─── Dataset rows

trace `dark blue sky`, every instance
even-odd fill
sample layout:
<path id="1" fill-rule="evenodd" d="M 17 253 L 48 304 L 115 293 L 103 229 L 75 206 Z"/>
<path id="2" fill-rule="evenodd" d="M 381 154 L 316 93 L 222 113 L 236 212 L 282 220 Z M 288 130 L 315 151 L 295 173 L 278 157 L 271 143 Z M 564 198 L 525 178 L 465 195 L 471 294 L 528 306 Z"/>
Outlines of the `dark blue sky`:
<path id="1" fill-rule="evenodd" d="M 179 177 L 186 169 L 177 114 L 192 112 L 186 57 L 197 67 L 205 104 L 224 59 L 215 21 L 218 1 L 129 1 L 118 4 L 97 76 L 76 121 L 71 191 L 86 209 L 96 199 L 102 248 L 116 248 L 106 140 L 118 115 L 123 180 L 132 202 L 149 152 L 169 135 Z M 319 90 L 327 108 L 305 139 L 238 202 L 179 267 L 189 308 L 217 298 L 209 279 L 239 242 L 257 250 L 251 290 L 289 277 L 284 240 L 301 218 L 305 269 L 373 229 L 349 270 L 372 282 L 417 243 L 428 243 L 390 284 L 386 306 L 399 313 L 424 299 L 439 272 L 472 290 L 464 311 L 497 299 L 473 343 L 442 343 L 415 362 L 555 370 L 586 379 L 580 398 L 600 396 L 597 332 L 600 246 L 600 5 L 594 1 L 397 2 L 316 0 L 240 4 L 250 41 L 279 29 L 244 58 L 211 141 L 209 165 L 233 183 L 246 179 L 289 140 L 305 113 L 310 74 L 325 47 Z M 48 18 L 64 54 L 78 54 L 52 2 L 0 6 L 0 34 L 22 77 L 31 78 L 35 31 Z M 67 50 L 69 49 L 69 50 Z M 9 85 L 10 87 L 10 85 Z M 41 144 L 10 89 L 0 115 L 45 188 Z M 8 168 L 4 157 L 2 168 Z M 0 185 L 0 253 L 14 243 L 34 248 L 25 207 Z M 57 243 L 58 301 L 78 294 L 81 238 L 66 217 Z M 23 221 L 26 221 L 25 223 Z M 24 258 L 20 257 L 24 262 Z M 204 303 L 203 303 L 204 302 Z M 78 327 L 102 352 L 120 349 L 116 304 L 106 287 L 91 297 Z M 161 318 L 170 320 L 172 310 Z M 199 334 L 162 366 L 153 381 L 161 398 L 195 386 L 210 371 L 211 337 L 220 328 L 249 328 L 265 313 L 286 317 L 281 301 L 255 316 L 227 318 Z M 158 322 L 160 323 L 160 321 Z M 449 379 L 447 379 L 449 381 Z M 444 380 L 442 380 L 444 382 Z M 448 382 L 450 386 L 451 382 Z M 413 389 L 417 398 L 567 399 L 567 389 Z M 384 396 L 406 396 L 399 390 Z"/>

──────

_Prompt_. Please set out every line of the rows above as a numbered list, leaving out any blank lines.

_Answer in full_.
1. trace `dark blue sky`, every instance
2. even-odd fill
3. sample layout:
4. <path id="1" fill-rule="evenodd" d="M 17 253 L 48 304 L 115 293 L 103 229 L 75 206 Z"/>
5. <path id="2" fill-rule="evenodd" d="M 381 154 L 316 93 L 222 113 L 236 212 L 282 220 Z M 288 130 L 315 151 L 295 173 L 278 157 L 271 143 Z M 564 198 L 525 178 L 465 195 L 471 294 L 528 306 Z"/>
6. Outlines of the `dark blue sky`:
7. <path id="1" fill-rule="evenodd" d="M 179 177 L 186 169 L 177 114 L 192 112 L 186 57 L 197 67 L 205 104 L 224 59 L 215 21 L 218 1 L 129 1 L 118 4 L 97 76 L 76 121 L 71 191 L 86 209 L 96 199 L 102 248 L 116 248 L 106 140 L 118 115 L 123 180 L 132 202 L 149 152 L 169 135 Z M 319 90 L 327 108 L 305 139 L 238 202 L 179 267 L 189 308 L 217 298 L 209 279 L 239 242 L 257 250 L 251 290 L 289 277 L 284 240 L 301 218 L 305 269 L 373 229 L 349 270 L 372 282 L 417 243 L 428 243 L 390 284 L 386 306 L 399 313 L 424 299 L 439 272 L 472 290 L 464 311 L 497 299 L 473 343 L 442 343 L 415 362 L 555 370 L 586 379 L 580 398 L 600 396 L 597 332 L 600 246 L 600 5 L 594 1 L 397 2 L 316 0 L 240 4 L 250 41 L 279 29 L 244 58 L 211 141 L 209 165 L 233 183 L 246 179 L 289 140 L 305 113 L 310 74 L 325 47 Z M 48 18 L 64 54 L 78 54 L 52 2 L 0 6 L 0 34 L 22 77 L 31 78 L 35 31 Z M 67 50 L 69 49 L 69 50 Z M 9 85 L 10 87 L 10 85 Z M 41 144 L 10 89 L 0 115 L 45 188 Z M 8 168 L 4 157 L 2 168 Z M 0 185 L 0 253 L 14 243 L 34 248 L 25 207 Z M 57 243 L 58 301 L 78 294 L 81 238 L 66 217 Z M 23 221 L 26 221 L 25 223 Z M 24 258 L 20 257 L 24 262 Z M 204 303 L 203 303 L 204 302 Z M 78 327 L 102 352 L 120 349 L 116 304 L 106 287 L 91 297 Z M 161 318 L 170 320 L 172 310 Z M 199 334 L 162 366 L 153 381 L 161 398 L 195 386 L 210 371 L 211 337 L 220 328 L 249 328 L 265 313 L 286 317 L 281 301 L 255 316 L 227 318 Z M 158 322 L 160 323 L 160 321 Z M 449 379 L 447 379 L 449 381 Z M 444 380 L 442 380 L 444 382 Z M 448 382 L 450 386 L 451 382 Z M 413 389 L 417 398 L 567 399 L 567 389 Z M 384 396 L 406 396 L 399 390 Z"/>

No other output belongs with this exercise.